**Extract to read:**
________________________

At the immediate point of care:
- CPR if needed.
- Stabilize the neck if a neck injury is suspected.
- Stabilize the child and provide supportive care.
- Assess the patient for additional life-threatening injuries (intra-abdominal and intrathoracic), as you would any trauma patient.
- Monitor for signs of worsening of intracranial hemorrhage, herniation, and neurologic deterioration.
- Ventilatory support may be required.
Abusive head trauma, also known as shaken baby syndrome, shaken impact syndrome, inflicted head injury, and whiplash shaken infant syndrome, is a form of trauma that arises when a baby (or small child) is shaken and/or struck so violently that it leads to cerebral injury.
Inconsolable crying is usually the trigger for such actions on the part of the caregiver. Victims are typically between 2 and 8 months of age, although this type of injury has been seen in older children. All races and ethnicities as well as levels of socioeconomic status are affected, but physicians may be less likely to recognize abusive head injury when the caregivers are White and from a higher socioeconomic class, and when the child comes from an intact family.
It is thought that the primary injury arises as a result of the multidirectional forces from shaking, leading to a form of whiplash injury associated with diffuse axonal injury, tearing of bridging veins, and subsequent intracranial bleeding. The secondary brain injury is due to a combination of hypoxia, ischemia, and brain edema. The end result is destruction of brain cells, a reduced supply of oxygen to brain cells, and brain swelling leading to varying degrees of neurological deterioration and occasionally death. Anatomically, the combination of a not-yet myelinated brain, a relatively heavy head upon weak neck muscles, and lack of control of the head and neck are factors that predispose babies to this form of injury.
Often, no history of trauma is offered, or there is a history of a short fall or a history that a sibling injured the infant. The degree of injury is not compatible with the history given.
Abusive head trauma may present with one or more of the following clinical features: subdural hemorrhage, retinal hemorrhage, and encephalopathy. Retinal hemorrhages are present in approximately 85% of cases and may be unilateral, but the diagnosis of abusive head trauma should not be excluded if they are absent.
The degree of damage inflicted depends on the force of shaking and the length of time the baby was shaken. On presentation, the baby may appear lethargic, irritable, or in a comatose state; have a bulging anterior fontanel; be bradycardic and hypothermic; and seem to have difficulty breathing.
Symptoms of abusive head trauma may be nonspecific and include:
- A brief resolved unexplained event (BRUE).
- Difficulty breathing / apnea, which may be severe enough to require intubation.
- Poor feeding.
- Loss of consciousness / comatose state.
- Rigidity / hypertonia.
- Inability to lift the head / hypotonia.
- Size of head appears larger than usual if there have been prior episodes.
Following episodes of infant shaking, the consequences can vary from no detectable adverse effects to death. The fatality rate following this type of trauma is high, at approximately 20%, and the prognosis for those who survive is variable. Even when infants survive, there remains the possibility of lifelong disabilities that include cerebral palsy, intellectual disability, blindness, paralysis, epilepsy, speech delay, hearing impairment, and learning disabilities.
Injuries that raise concern for abusive head trauma – such as severe intracranial injury, with or without retinal hemorrhages, with or without additional injuries, and having an inadequate trauma history to explain the findings – have not been documented in falls from short heights or from routine handling or play with infants such as throwing a baby into the air and catching them.

________________________

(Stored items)

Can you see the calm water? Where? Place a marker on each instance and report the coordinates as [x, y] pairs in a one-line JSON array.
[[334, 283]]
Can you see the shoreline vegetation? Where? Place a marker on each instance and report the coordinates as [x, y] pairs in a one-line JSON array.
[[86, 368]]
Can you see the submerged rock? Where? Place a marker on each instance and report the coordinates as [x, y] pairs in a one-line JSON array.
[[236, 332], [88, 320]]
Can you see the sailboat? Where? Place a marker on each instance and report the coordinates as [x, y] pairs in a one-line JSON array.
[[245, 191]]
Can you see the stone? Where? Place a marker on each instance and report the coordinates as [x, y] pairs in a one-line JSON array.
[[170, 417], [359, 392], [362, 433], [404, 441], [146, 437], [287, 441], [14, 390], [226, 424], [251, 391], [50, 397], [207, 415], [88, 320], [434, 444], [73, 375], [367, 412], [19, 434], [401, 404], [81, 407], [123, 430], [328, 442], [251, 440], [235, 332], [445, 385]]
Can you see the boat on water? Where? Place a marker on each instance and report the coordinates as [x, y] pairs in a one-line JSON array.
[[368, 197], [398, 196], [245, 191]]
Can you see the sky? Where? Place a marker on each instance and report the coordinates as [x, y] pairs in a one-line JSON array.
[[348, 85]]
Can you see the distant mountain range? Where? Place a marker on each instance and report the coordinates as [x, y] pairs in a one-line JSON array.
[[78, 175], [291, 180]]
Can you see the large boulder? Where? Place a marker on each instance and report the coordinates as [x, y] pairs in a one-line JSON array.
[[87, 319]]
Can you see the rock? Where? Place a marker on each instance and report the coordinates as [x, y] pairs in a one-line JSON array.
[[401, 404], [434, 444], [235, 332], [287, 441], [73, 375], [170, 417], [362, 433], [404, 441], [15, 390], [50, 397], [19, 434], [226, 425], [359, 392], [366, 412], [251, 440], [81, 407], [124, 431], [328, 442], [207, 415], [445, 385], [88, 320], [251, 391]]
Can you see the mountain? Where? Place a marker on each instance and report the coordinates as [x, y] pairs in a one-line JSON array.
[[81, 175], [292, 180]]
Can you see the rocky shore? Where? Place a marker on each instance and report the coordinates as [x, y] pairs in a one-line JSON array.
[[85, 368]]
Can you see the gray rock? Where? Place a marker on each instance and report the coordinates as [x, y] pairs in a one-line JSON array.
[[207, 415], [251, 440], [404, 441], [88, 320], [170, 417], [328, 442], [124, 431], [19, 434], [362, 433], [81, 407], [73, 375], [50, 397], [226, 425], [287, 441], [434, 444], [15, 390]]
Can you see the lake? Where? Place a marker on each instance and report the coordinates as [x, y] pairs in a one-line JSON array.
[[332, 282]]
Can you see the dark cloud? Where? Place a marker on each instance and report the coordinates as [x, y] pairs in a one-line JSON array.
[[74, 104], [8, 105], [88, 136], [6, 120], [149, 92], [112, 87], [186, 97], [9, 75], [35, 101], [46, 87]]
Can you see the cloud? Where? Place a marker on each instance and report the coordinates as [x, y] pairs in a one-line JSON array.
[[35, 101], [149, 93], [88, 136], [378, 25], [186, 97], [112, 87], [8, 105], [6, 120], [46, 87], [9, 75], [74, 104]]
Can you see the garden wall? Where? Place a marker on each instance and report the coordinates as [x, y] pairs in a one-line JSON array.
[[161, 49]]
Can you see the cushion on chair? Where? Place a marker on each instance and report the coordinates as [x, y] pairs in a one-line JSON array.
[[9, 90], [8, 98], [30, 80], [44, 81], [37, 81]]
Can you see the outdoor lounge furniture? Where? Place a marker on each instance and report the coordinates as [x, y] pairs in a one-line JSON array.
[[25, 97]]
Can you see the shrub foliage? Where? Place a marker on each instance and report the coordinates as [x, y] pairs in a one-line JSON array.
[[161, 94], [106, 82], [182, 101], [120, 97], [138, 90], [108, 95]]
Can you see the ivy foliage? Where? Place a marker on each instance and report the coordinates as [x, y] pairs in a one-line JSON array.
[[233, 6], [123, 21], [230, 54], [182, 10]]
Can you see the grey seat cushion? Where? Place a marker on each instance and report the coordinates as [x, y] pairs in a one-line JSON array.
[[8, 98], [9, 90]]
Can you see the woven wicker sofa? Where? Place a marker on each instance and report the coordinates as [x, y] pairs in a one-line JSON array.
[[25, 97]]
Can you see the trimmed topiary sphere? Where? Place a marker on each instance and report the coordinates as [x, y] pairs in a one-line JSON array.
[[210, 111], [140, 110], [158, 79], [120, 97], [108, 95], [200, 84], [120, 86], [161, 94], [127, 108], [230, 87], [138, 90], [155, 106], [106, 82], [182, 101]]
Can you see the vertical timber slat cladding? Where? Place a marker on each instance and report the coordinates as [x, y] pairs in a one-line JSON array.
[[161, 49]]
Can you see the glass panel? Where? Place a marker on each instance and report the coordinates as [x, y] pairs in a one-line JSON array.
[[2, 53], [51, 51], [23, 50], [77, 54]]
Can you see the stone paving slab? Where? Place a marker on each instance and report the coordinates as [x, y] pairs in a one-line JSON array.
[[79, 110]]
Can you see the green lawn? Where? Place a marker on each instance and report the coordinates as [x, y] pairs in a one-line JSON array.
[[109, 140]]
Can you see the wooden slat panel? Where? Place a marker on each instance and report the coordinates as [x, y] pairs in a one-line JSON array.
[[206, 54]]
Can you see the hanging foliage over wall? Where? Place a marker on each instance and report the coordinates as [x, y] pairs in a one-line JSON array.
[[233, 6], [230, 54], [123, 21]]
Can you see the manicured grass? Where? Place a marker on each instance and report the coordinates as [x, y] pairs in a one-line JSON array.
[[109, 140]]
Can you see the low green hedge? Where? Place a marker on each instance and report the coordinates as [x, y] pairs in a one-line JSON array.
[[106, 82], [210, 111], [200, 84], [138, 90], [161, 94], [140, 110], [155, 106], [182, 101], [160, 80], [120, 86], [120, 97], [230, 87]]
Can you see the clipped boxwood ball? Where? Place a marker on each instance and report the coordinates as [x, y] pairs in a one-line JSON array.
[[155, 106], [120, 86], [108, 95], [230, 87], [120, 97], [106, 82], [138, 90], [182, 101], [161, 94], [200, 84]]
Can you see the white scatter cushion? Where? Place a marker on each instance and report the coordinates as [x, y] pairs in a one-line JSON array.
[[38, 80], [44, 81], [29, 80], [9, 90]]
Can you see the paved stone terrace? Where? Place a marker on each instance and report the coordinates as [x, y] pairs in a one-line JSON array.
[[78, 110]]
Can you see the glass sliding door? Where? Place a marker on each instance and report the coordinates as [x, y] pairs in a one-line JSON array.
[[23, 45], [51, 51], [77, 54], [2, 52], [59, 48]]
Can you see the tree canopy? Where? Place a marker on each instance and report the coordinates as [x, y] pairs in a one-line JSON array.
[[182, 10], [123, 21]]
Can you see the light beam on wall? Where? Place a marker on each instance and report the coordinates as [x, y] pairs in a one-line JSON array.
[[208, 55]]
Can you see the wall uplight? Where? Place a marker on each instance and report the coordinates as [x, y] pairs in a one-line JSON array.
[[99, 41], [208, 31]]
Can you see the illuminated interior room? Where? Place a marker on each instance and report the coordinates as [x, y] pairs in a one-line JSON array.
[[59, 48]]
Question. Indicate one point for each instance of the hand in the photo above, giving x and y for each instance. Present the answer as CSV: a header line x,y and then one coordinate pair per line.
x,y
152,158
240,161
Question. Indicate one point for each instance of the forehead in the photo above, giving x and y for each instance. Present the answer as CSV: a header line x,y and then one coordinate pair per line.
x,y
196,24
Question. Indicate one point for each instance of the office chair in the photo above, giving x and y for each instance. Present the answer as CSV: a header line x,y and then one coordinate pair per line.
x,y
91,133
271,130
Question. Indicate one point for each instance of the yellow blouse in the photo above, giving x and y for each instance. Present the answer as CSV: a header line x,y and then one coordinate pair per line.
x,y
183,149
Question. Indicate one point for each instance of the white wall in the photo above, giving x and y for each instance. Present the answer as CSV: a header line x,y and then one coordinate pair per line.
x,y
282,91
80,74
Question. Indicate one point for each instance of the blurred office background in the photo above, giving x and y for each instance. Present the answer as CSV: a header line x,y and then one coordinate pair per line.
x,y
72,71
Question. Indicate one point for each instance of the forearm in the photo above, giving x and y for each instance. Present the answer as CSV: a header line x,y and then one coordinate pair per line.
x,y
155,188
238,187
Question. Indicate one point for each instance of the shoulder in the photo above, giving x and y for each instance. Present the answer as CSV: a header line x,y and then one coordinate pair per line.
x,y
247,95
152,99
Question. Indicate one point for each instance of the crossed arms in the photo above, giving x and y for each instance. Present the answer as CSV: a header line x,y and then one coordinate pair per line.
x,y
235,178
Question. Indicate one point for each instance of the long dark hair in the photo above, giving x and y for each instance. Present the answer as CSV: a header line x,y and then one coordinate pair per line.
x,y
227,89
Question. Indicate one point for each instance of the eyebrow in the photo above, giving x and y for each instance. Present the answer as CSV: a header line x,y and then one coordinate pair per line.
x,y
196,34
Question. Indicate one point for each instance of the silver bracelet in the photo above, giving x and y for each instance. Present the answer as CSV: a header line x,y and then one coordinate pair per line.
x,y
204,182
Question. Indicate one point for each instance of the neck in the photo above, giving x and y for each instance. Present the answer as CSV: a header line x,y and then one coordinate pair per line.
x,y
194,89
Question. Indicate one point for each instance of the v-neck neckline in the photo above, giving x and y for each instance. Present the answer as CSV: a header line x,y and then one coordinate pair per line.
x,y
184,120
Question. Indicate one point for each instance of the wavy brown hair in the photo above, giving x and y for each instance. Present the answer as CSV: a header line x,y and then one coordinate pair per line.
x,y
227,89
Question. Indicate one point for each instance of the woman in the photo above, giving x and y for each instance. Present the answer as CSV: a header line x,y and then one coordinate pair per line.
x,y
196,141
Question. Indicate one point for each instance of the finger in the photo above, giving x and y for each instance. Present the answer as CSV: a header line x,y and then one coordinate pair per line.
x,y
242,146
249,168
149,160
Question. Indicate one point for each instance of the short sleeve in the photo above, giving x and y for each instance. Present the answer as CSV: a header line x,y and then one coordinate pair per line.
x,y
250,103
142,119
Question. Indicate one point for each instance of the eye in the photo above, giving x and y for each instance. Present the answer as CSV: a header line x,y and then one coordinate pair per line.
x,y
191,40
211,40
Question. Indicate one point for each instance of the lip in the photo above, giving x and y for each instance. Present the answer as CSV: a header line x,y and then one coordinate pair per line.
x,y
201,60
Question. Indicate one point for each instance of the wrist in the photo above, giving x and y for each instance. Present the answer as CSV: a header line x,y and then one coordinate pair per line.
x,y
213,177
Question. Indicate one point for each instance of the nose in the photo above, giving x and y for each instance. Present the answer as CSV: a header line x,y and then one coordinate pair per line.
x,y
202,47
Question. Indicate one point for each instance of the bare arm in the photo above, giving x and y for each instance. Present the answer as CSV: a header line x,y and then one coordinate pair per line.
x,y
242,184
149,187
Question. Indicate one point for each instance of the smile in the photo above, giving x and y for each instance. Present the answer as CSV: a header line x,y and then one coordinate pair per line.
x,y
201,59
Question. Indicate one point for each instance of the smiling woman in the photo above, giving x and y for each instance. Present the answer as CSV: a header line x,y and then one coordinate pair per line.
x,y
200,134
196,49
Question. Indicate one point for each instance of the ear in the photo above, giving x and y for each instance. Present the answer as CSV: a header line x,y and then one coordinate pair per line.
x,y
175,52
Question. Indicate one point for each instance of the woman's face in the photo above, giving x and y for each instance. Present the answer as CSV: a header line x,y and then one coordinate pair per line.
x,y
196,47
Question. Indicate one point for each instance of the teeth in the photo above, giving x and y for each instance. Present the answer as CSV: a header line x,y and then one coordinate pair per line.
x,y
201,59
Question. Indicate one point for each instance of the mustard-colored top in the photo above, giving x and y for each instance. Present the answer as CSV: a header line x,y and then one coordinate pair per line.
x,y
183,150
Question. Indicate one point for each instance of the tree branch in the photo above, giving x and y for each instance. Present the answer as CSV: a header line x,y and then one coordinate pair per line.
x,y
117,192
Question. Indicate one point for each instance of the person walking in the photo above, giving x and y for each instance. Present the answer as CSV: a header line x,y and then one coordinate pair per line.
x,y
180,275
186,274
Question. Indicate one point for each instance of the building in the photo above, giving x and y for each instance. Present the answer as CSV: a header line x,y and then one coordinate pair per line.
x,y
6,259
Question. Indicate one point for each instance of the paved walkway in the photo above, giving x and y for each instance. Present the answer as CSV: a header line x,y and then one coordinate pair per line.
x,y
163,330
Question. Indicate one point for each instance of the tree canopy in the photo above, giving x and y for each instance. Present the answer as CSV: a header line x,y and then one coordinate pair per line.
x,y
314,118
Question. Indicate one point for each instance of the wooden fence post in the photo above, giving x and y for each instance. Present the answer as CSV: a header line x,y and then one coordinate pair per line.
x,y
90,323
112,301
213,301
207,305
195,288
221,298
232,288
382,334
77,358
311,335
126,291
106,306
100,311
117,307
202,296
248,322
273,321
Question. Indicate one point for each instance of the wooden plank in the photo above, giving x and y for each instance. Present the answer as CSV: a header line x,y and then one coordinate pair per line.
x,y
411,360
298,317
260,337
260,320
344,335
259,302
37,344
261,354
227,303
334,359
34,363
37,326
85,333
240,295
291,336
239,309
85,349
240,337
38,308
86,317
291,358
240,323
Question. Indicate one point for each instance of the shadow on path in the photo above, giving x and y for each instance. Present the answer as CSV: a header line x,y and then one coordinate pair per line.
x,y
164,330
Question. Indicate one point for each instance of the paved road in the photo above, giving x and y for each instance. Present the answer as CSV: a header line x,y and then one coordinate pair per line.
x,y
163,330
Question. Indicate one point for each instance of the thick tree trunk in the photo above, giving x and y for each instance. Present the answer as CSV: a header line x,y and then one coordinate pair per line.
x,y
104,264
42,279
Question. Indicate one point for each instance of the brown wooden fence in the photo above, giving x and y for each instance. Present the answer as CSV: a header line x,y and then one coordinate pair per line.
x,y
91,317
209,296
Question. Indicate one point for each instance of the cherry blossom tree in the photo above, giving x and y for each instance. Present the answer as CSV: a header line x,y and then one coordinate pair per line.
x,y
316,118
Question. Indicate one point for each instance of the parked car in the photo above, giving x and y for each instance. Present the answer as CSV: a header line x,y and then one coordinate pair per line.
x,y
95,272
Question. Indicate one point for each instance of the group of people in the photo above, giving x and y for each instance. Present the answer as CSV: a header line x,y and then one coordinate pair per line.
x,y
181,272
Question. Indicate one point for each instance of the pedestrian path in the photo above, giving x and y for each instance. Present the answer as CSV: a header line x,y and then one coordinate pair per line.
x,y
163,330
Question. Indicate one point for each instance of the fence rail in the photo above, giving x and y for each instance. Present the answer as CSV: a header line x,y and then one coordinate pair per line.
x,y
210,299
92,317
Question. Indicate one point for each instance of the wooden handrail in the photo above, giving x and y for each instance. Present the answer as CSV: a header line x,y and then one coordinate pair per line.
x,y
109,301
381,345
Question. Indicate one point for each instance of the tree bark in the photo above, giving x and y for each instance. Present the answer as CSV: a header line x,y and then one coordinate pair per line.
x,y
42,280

________________________

Rewrite the paragraph beginning "Following episodes of infant shaking" from the abusive head trauma text above as a short list. Keep its main facts.

**Completed task:**
- Outcomes after infant shaking range from no detectable adverse effects to death.
- The fatality rate is high, at about 20%.
- Prognosis for survivors is variable.
- Survivors may have lifelong disabilities: cerebral palsy, intellectual disability, blindness, paralysis, epilepsy, speech delay, hearing impairment, and learning disabilities.